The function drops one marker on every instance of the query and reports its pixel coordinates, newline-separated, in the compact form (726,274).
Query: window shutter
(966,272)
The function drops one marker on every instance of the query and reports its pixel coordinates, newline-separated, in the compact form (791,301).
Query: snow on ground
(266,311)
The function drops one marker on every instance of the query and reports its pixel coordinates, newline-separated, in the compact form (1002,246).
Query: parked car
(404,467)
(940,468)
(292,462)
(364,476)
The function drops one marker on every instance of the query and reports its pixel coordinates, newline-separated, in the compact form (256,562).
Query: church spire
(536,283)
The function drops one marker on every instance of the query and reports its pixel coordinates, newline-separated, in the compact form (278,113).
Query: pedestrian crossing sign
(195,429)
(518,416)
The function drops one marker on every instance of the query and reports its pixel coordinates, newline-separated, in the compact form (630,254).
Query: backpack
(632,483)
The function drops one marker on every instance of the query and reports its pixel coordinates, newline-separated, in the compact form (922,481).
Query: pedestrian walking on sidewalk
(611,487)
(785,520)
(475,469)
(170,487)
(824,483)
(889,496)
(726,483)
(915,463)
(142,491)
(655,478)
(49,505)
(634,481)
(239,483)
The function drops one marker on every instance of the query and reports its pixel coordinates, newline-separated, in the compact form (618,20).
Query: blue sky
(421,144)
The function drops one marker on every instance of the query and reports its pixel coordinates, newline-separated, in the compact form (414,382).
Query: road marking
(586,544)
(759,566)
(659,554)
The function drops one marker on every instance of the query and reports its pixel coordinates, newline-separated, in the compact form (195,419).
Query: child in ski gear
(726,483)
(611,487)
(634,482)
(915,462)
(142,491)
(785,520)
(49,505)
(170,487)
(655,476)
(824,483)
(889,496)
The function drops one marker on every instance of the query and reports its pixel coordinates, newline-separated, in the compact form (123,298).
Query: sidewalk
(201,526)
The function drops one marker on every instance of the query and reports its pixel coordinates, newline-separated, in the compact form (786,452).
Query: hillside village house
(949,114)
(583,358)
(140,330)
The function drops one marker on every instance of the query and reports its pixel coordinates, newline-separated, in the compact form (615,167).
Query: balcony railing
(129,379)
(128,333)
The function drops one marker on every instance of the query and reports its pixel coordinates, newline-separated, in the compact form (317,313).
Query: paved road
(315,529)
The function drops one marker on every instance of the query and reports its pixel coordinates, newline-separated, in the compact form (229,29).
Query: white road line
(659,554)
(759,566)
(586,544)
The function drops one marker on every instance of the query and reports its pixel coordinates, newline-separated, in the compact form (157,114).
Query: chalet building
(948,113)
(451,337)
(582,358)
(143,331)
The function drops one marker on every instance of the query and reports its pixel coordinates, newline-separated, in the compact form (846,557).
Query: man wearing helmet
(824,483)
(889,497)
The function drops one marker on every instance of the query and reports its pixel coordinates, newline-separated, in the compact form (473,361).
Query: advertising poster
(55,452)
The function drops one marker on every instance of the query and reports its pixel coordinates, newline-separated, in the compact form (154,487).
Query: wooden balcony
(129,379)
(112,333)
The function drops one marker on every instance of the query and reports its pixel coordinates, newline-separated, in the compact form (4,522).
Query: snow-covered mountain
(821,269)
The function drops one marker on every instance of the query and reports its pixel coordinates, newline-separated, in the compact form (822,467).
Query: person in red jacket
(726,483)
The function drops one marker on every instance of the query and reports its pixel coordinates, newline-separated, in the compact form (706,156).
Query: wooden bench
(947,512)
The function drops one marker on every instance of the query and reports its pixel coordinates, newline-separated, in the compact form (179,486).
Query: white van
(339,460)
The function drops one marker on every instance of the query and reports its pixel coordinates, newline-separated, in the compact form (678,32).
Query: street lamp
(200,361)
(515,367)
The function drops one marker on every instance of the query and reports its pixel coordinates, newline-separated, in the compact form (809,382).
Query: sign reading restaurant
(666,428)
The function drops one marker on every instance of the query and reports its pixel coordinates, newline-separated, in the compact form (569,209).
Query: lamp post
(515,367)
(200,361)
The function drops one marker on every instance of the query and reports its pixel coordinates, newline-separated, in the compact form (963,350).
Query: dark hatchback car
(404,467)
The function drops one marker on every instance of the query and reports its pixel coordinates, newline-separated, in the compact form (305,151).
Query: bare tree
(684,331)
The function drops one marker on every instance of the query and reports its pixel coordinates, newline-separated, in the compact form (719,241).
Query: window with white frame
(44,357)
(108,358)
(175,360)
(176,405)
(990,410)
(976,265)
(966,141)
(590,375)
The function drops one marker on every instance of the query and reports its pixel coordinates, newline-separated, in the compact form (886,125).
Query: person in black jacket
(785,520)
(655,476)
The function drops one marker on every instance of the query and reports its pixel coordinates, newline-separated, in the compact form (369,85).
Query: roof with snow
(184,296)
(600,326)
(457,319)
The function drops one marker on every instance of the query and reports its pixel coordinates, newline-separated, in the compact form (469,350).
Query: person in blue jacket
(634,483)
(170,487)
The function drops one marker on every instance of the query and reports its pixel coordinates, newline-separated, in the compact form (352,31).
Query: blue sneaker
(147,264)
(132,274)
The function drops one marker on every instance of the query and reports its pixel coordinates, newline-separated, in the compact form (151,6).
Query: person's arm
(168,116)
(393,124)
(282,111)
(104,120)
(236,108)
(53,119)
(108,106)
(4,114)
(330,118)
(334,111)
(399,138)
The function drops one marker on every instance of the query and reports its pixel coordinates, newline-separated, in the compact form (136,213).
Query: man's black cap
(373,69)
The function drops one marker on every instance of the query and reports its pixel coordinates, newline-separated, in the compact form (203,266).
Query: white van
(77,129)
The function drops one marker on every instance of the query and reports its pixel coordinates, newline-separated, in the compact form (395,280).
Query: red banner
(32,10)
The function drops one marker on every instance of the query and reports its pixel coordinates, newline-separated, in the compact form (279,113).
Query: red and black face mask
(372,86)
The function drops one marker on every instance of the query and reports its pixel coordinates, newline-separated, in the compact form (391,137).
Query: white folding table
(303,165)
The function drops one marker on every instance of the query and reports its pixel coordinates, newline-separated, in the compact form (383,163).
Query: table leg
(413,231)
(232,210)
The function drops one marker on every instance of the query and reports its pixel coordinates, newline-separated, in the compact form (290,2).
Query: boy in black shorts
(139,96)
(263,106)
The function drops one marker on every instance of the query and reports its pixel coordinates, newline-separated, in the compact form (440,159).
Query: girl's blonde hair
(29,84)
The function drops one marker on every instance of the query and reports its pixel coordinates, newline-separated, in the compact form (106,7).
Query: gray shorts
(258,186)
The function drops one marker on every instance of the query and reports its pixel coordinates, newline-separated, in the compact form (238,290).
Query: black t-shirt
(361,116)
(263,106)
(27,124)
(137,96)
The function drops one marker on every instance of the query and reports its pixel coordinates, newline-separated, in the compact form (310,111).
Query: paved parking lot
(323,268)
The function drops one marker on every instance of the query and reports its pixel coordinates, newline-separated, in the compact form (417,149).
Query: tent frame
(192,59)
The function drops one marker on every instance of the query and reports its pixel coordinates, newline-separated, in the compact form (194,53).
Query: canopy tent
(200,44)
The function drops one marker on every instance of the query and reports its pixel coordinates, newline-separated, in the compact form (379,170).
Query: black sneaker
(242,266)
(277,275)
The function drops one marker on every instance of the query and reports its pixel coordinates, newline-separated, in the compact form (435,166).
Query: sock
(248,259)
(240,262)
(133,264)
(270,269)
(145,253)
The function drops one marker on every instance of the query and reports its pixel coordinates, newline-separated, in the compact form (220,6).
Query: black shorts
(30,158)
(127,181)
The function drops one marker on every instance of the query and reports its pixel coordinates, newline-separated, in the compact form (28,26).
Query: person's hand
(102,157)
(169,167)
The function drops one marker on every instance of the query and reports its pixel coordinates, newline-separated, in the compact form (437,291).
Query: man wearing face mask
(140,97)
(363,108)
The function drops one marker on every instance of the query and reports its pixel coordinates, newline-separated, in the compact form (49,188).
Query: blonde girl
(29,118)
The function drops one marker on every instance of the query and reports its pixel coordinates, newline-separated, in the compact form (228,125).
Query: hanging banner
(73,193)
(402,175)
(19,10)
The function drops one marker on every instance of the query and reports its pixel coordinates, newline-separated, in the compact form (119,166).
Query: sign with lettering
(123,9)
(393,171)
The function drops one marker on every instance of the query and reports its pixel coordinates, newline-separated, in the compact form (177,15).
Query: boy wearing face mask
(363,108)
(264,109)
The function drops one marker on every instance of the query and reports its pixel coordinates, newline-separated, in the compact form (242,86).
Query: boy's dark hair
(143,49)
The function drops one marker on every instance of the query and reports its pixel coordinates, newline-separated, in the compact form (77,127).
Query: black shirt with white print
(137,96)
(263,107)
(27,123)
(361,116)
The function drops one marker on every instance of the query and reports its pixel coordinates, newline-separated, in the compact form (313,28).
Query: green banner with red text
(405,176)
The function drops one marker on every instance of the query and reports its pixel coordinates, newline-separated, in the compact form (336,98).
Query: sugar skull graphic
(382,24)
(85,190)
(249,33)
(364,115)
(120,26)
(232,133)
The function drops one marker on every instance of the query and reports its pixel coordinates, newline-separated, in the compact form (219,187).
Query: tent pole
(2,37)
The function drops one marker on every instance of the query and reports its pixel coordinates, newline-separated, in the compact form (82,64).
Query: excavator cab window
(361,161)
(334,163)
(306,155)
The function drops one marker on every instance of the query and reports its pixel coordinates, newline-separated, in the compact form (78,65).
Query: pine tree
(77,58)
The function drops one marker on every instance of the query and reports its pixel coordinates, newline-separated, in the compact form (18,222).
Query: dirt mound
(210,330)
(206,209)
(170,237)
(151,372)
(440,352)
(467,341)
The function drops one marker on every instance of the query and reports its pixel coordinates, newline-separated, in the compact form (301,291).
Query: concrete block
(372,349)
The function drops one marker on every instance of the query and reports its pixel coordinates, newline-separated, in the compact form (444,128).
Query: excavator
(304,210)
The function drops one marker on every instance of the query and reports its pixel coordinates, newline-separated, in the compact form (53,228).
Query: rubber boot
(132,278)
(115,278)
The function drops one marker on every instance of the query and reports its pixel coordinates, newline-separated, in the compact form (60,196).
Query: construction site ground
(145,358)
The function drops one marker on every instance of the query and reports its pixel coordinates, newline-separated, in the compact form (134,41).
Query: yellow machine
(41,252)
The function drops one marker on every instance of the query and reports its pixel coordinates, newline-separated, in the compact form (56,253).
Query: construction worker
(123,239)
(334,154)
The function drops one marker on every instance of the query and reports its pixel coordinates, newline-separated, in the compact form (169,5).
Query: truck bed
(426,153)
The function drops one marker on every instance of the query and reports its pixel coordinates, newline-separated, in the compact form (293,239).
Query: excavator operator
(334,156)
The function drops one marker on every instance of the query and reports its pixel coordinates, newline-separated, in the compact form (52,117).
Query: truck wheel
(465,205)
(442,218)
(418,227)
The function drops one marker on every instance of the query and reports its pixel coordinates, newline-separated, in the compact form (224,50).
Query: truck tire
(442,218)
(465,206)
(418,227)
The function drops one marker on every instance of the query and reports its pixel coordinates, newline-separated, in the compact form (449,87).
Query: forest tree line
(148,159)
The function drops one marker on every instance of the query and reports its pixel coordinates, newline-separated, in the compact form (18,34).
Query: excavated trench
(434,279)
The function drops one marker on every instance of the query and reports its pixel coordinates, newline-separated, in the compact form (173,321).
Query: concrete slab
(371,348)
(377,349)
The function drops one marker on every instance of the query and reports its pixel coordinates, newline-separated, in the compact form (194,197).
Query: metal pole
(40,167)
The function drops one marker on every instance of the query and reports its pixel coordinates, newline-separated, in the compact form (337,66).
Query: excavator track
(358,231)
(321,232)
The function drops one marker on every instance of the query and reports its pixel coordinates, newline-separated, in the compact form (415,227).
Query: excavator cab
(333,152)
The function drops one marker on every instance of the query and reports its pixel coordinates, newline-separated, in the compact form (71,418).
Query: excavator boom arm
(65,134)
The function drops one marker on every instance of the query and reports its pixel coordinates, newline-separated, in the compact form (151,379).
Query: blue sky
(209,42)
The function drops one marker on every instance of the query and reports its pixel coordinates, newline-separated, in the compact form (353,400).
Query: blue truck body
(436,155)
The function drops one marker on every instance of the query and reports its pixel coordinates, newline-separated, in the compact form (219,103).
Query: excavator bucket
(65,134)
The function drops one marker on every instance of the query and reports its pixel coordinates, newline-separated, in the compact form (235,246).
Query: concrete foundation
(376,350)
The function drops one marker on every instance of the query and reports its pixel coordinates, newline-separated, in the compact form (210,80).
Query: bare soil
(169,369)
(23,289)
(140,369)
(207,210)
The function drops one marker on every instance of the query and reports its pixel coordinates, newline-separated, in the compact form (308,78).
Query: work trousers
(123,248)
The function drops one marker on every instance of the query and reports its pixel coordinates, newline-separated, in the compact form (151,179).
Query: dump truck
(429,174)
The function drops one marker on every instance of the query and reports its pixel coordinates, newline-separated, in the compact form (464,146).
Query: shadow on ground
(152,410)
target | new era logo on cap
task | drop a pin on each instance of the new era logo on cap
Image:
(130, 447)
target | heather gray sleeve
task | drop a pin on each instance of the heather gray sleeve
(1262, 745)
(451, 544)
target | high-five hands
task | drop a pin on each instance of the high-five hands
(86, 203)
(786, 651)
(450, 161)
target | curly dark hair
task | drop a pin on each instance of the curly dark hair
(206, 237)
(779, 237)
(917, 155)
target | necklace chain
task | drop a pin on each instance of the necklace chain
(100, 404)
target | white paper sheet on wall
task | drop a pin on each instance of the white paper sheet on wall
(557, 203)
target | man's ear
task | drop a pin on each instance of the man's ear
○ ○ ○ ○ ○
### ABOUT THIS TASK
Your answer should consist of all lines in the listing above that contain "target".

### RESPONSE TO THE TASK
target | new era logo on cap
target | heather gray sleeve
target | high-five hands
target | curly dark hair
target | necklace chain
target | white paper sheet on wall
target | man's ear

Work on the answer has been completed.